* **EXERCISE TASK**
Can you give these rows again with "innermost point" replaced by "central point" throughout, keeping everything else the same?

Pointing dataset records
▼

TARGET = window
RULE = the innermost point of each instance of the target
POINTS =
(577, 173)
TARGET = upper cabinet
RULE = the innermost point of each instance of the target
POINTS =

▲

* **RESULT OF THE EXERCISE**
TARGET = window
RULE = the central point of each instance of the target
POINTS =
(577, 173)
TARGET = upper cabinet
RULE = the central point of each instance of the target
POINTS =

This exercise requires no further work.